▸ **YOUR TASK**
Convert every line of the entries below into a numbered list, one line per item, and leave out any blank lines.

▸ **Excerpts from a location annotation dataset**
▽

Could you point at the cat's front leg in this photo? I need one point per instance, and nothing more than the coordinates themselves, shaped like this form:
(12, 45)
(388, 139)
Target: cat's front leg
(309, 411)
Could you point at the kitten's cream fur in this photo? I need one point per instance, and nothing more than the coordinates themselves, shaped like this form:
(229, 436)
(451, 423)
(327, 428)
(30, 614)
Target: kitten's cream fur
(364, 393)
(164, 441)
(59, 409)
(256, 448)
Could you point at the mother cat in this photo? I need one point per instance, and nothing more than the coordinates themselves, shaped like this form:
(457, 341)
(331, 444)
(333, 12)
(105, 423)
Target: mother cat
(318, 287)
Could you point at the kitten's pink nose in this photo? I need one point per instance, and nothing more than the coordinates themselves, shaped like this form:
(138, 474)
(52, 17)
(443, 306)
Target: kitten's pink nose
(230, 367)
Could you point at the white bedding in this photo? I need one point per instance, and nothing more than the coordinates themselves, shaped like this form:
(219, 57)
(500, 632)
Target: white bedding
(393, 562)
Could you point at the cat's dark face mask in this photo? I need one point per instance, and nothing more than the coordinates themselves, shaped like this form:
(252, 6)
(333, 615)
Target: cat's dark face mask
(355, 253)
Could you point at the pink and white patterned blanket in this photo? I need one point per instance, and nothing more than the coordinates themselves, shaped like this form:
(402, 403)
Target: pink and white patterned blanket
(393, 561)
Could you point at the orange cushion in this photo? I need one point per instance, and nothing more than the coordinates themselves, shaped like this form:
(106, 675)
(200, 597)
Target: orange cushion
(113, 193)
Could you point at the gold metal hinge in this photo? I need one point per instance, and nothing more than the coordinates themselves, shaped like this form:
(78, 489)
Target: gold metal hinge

△

▸ **OUTPUT BELOW**
1. Could you point at the cat's front leg in this photo? I need one point per instance, and nothing more than the coordinates themselves, shaped like this form:
2. (12, 45)
3. (388, 139)
4. Target: cat's front leg
5. (309, 411)
6. Could you point at the kitten's cream fur in this photo? I need one point per instance, and nothing more than the coordinates themselves, shaped like this form:
7. (229, 436)
8. (451, 423)
9. (327, 428)
10. (30, 614)
11. Target: kitten's cream fur
12. (364, 393)
13. (164, 441)
14. (59, 409)
15. (256, 448)
16. Could you point at the mother cat in this photo? I need one point per instance, and nothing more than the coordinates themselves, shaped like this form:
17. (457, 341)
18. (331, 444)
19. (333, 12)
20. (105, 423)
21. Target: mother cat
22. (318, 287)
23. Could you point at the kitten's pink nose in this photo? I need one point per instance, and nothing more than the coordinates themselves, shaped like this form:
24. (138, 474)
25. (52, 17)
26. (443, 306)
27. Target: kitten's pink nose
28. (230, 367)
29. Could you point at the white bedding in this photo? I need one point per instance, and nothing more than the coordinates themselves, shaped like this form:
30. (219, 57)
31. (500, 632)
32. Target: white bedding
33. (393, 562)
34. Could you point at the cat's dark face mask in this photo? I need one point per instance, and nothing more than the coordinates themselves, shaped like this form:
35. (252, 6)
36. (333, 615)
37. Target: cat's dark face mask
38. (355, 253)
39. Could you point at the pink and white patterned blanket in this photo? I need one point per instance, and nothing more than the coordinates themselves, shaped like this form:
40. (402, 403)
41. Target: pink and white patterned blanket
42. (393, 561)
43. Could you point at the orange cushion in this photo? I need one point per instance, and nothing more than the coordinates themselves, shaped like this form:
44. (106, 675)
45. (200, 597)
46. Target: orange cushion
47. (113, 193)
48. Could you point at the gold metal hinge in this photo? I need one point per instance, and nothing more than the coordinates themselves, shaped like this form:
49. (78, 489)
50. Target: gold metal hinge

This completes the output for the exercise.